-- Begin --
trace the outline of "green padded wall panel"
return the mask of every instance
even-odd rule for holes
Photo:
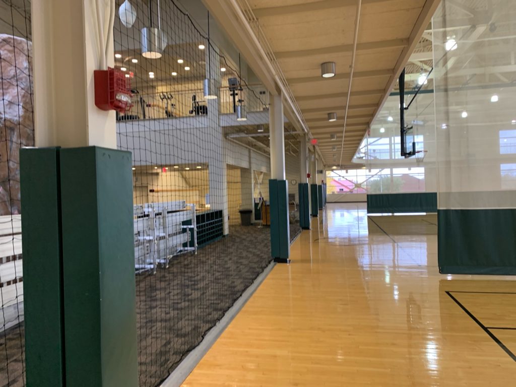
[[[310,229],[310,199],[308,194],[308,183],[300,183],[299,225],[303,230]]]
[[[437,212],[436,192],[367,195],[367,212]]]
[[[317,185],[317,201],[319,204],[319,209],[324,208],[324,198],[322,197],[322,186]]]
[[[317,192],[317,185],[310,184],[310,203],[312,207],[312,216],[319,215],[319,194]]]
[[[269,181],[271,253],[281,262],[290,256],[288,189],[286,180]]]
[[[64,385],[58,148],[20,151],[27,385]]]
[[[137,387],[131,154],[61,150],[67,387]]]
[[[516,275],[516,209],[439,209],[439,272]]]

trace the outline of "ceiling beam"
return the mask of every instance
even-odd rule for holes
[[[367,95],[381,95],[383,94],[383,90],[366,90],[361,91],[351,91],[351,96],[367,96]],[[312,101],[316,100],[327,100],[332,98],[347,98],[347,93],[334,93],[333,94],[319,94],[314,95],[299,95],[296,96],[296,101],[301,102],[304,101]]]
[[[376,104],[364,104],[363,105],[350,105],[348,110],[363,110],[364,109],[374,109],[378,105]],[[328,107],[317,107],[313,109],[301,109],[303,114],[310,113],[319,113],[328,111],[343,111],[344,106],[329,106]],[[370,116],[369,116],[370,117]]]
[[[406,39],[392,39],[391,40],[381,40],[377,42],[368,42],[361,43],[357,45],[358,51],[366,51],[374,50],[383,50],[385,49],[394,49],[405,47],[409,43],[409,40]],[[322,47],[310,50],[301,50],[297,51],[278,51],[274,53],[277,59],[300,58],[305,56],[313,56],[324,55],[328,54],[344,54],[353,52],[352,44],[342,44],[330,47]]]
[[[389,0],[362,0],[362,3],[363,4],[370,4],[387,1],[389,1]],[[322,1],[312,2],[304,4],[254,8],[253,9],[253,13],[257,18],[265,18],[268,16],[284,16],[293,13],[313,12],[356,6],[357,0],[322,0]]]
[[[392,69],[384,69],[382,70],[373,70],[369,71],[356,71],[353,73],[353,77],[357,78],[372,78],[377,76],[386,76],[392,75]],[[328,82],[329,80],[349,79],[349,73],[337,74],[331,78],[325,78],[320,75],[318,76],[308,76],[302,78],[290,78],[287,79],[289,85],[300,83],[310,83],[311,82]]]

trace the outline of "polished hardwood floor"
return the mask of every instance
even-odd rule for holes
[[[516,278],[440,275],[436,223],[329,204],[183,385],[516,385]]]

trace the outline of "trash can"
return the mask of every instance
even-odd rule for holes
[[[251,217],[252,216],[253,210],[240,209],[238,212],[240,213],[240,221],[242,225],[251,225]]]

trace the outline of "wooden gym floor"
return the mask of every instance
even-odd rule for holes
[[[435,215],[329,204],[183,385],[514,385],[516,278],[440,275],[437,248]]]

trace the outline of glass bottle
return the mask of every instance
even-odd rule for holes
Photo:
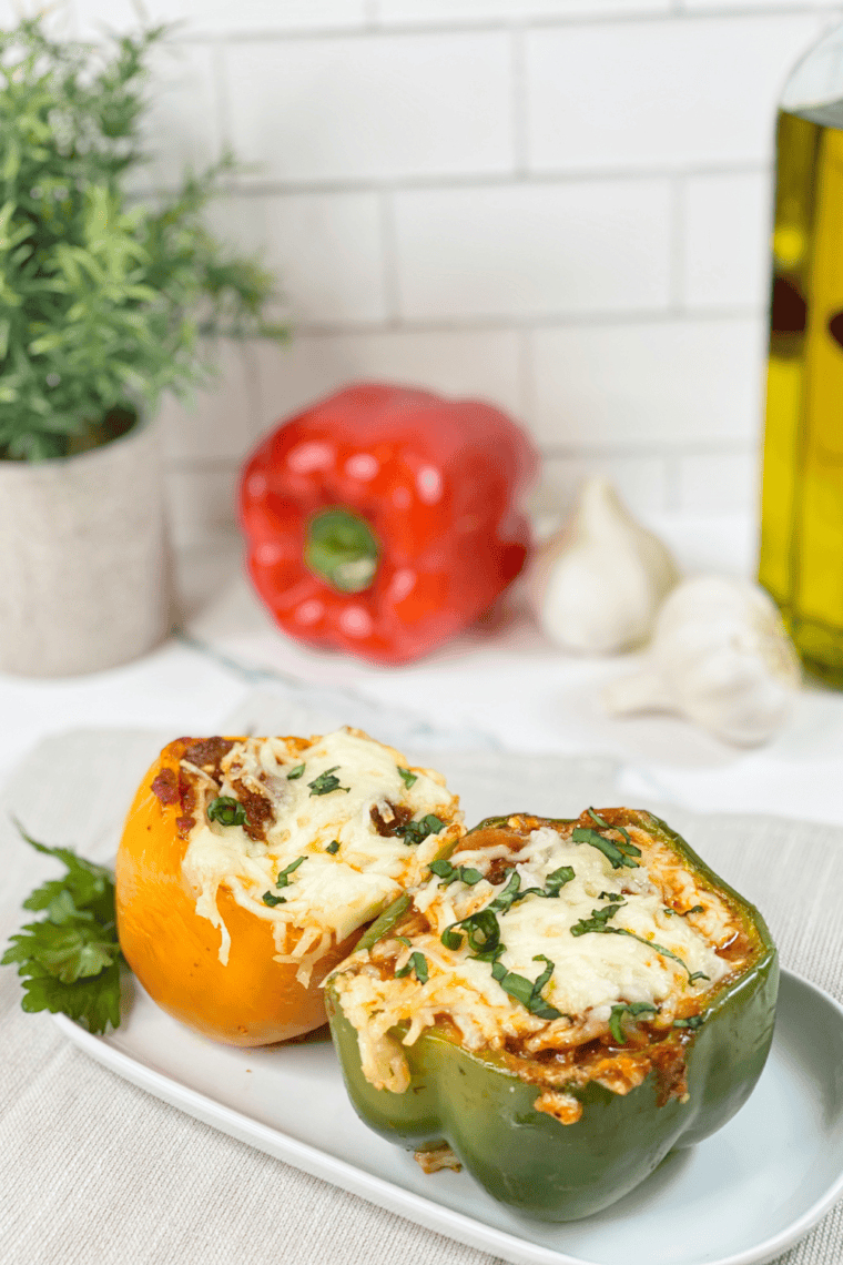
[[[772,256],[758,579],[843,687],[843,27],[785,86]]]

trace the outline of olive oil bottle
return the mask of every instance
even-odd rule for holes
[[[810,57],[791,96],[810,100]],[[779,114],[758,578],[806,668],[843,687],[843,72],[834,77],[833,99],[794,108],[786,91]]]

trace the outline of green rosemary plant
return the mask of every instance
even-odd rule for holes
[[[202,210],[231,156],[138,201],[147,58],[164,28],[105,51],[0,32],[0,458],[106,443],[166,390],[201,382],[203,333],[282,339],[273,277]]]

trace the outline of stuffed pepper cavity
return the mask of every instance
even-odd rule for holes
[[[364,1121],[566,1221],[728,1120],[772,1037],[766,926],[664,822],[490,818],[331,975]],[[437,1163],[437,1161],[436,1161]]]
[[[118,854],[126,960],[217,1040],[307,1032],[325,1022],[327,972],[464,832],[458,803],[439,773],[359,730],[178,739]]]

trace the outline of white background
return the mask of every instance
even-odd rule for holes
-- End --
Copy the data again, starting with the line that contains "trace the outline of green rosemary plant" and continuing through the end of the data. Leave the requests unchanged, and multiply every coordinate in the answer outlines by 1.85, rounding each result to a whole number with halves rounded up.

Result of the task —
trace the outline of green rosemary plant
return the mask of every instance
even-odd rule for holes
[[[374,389],[427,289],[255,372],[272,107],[303,52],[194,94],[0,59],[0,847],[196,820],[307,722],[372,707],[376,616],[522,627],[505,512]]]

trace the outline of stuffed pepper cavity
return the mask of every instance
even-odd rule for holes
[[[673,2074],[1047,2259],[1347,2072],[1428,1918],[1417,1713],[1228,1521],[907,1513],[612,1804]],[[808,2152],[808,2148],[807,2148]]]
[[[218,1580],[233,1776],[401,1924],[568,1909],[601,1891],[605,1798],[858,1539],[847,1486],[812,1430],[664,1351],[329,1367]]]

trace the outline of white background
return the mask of every instance
even-odd rule for holes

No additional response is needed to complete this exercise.